Direction:
Lines from the one containing "Query: green vegetation on rock" through the last line of the data are to be repeated word for word, both ends included.
========================================
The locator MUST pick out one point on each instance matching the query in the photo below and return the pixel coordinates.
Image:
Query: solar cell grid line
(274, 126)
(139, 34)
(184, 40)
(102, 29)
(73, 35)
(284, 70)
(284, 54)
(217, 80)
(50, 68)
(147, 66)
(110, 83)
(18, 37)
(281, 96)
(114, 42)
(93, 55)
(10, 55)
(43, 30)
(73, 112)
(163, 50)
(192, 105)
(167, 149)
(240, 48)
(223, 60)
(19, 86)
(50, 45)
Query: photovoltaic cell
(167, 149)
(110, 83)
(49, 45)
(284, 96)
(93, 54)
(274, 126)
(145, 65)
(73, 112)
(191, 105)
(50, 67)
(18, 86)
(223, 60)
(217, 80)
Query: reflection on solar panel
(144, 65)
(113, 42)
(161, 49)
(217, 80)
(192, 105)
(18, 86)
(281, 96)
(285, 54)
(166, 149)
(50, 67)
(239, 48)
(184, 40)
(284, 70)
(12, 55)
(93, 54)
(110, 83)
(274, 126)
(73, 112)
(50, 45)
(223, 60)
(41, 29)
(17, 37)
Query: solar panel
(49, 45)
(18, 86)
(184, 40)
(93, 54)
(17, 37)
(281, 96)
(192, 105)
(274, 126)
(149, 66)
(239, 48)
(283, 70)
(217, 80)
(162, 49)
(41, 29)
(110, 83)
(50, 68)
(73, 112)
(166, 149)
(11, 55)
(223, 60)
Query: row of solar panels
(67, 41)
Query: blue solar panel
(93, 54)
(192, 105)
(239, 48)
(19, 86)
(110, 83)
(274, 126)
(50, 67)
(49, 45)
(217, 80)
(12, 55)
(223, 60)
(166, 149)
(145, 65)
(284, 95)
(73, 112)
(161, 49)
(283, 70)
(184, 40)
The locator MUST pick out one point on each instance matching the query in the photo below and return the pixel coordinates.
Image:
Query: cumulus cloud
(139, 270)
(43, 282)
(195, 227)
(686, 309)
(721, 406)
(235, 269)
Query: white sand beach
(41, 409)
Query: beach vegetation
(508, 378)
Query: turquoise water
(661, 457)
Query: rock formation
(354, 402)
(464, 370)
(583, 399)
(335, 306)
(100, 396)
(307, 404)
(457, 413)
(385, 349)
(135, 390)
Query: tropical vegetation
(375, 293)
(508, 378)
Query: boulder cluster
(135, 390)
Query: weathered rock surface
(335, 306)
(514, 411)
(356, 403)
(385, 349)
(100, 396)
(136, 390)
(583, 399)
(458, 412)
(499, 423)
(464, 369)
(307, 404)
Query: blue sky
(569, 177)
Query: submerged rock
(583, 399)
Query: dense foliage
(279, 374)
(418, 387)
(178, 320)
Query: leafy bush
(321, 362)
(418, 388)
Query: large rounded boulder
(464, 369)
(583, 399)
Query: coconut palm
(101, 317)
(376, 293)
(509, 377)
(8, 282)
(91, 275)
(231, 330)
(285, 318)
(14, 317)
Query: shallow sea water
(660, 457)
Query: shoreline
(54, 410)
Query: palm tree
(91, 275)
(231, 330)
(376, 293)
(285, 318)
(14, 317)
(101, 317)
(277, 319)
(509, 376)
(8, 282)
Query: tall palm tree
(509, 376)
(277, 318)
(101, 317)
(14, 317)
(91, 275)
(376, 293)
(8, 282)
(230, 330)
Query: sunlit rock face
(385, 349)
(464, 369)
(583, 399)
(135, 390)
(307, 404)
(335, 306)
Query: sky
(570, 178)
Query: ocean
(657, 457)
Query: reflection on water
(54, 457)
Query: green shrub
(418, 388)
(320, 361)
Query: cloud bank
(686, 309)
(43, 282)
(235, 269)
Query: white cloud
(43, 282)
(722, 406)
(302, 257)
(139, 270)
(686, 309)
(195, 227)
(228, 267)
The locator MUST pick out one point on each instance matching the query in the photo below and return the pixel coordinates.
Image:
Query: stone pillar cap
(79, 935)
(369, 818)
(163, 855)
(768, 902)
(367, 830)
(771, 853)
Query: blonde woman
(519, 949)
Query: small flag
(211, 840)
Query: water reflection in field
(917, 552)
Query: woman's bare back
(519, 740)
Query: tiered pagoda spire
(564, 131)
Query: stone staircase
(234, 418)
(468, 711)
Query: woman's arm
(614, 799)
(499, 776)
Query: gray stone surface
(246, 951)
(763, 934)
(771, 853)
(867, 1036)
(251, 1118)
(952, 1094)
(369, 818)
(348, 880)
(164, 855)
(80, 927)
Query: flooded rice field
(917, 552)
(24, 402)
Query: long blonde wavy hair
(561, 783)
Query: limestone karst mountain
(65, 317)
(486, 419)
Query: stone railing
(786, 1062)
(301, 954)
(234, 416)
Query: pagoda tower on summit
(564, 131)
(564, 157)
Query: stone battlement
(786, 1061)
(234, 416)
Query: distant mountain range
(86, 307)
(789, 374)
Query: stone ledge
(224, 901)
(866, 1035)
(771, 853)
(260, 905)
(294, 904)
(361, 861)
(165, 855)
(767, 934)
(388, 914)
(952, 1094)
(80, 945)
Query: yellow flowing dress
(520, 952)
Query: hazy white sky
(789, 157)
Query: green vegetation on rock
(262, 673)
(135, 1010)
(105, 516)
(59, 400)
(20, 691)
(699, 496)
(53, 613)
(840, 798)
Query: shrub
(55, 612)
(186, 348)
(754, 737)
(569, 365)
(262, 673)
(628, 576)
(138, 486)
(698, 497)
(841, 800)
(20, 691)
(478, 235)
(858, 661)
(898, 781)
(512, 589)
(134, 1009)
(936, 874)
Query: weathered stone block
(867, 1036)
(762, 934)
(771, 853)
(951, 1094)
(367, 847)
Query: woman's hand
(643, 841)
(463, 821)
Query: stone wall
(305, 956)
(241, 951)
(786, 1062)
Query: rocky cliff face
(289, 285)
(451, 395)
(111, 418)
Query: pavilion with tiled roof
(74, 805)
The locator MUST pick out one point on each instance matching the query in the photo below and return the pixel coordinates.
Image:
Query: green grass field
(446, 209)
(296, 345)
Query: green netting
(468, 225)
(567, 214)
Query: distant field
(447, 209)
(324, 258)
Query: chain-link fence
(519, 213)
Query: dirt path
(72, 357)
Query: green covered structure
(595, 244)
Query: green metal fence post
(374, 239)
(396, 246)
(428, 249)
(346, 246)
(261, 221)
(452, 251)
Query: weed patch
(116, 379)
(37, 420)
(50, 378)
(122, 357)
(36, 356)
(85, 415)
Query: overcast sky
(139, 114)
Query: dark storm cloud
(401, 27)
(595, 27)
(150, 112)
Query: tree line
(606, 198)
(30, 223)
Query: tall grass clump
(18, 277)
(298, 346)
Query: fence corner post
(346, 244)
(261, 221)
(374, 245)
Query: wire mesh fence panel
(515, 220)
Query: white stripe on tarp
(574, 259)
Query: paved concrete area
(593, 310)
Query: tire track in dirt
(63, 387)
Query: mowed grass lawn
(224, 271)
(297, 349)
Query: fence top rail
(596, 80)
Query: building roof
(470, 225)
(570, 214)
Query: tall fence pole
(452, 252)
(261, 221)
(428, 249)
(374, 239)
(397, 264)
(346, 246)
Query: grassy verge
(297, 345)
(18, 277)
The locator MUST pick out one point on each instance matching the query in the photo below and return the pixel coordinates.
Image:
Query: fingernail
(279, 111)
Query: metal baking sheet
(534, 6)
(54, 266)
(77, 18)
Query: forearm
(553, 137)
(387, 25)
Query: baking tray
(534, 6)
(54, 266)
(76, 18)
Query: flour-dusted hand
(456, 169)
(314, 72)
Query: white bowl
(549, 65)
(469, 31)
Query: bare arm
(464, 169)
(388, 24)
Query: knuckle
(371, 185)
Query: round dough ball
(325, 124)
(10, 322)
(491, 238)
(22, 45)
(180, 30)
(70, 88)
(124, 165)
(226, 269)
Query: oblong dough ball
========================================
Answer to the task:
Query: green vegetation on rock
(262, 673)
(135, 1010)
(105, 516)
(59, 400)
(20, 691)
(699, 496)
(53, 613)
(840, 798)
Query: shrub
(55, 612)
(186, 348)
(754, 737)
(569, 365)
(262, 673)
(628, 576)
(138, 486)
(698, 497)
(841, 800)
(20, 691)
(478, 235)
(858, 661)
(898, 781)
(512, 589)
(134, 1009)
(936, 874)
Query: weathered stone block
(867, 1036)
(762, 934)
(771, 853)
(951, 1094)
(367, 847)
Query: woman's hand
(643, 841)
(463, 821)
Query: stone wall
(305, 956)
(241, 951)
(786, 1062)
Query: rocky cliff face
(289, 285)
(451, 395)
(111, 418)
Query: pavilion with tiled roof
(74, 805)
The locator MUST pick out one point on each instance matching the query in the photo below and return the pixel coordinates.
Image:
Query: green grass field
(446, 209)
(296, 345)
Query: green netting
(468, 225)
(567, 214)
Query: distant field
(447, 209)
(324, 258)
Query: chain-link fence
(519, 213)
Query: dirt path
(72, 357)
Query: green covered structure
(595, 244)
Query: green metal fence post
(374, 239)
(396, 246)
(428, 249)
(346, 246)
(261, 221)
(452, 251)
Query: weed patch
(116, 379)
(37, 420)
(50, 378)
(122, 357)
(36, 356)
(85, 415)
Query: overcast sky
(139, 114)
Query: dark storm cloud
(401, 27)
(595, 27)
(150, 112)
Query: tree line
(606, 198)
(30, 223)
Query: tall grass clump
(18, 277)
(298, 346)
Query: fence corner post
(346, 244)
(261, 221)
(374, 245)
Query: wire mesh fence panel
(515, 220)
Query: white stripe on tarp
(574, 259)
Query: paved concrete area
(593, 310)
Query: tire track in dirt
(63, 387)
Query: mowed grass lawn
(224, 271)
(297, 349)
Query: fence top rail
(596, 80)
Query: building roof
(470, 225)
(570, 214)
Query: tall fence pole
(452, 252)
(261, 221)
(428, 249)
(374, 239)
(397, 264)
(346, 246)
Query: grassy verge
(297, 345)
(18, 277)
The locator MUST pick out one point on each instance matching the query in the photo below and return the pixel coordinates.
Image:
Query: fingernail
(279, 111)
Query: metal baking sheet
(534, 6)
(54, 266)
(77, 18)
Query: forearm
(553, 137)
(387, 25)
Query: baking tray
(534, 6)
(54, 266)
(76, 18)
Query: flour-dusted hand
(456, 169)
(314, 72)
Query: white bowl
(549, 65)
(469, 31)
Query: bare arm
(464, 169)
(388, 24)
Query: knuckle
(371, 185)
Query: round dough ball
(325, 124)
(10, 322)
(491, 238)
(22, 45)
(180, 30)
(70, 88)
(124, 165)
(226, 269)
Query: oblong dough ball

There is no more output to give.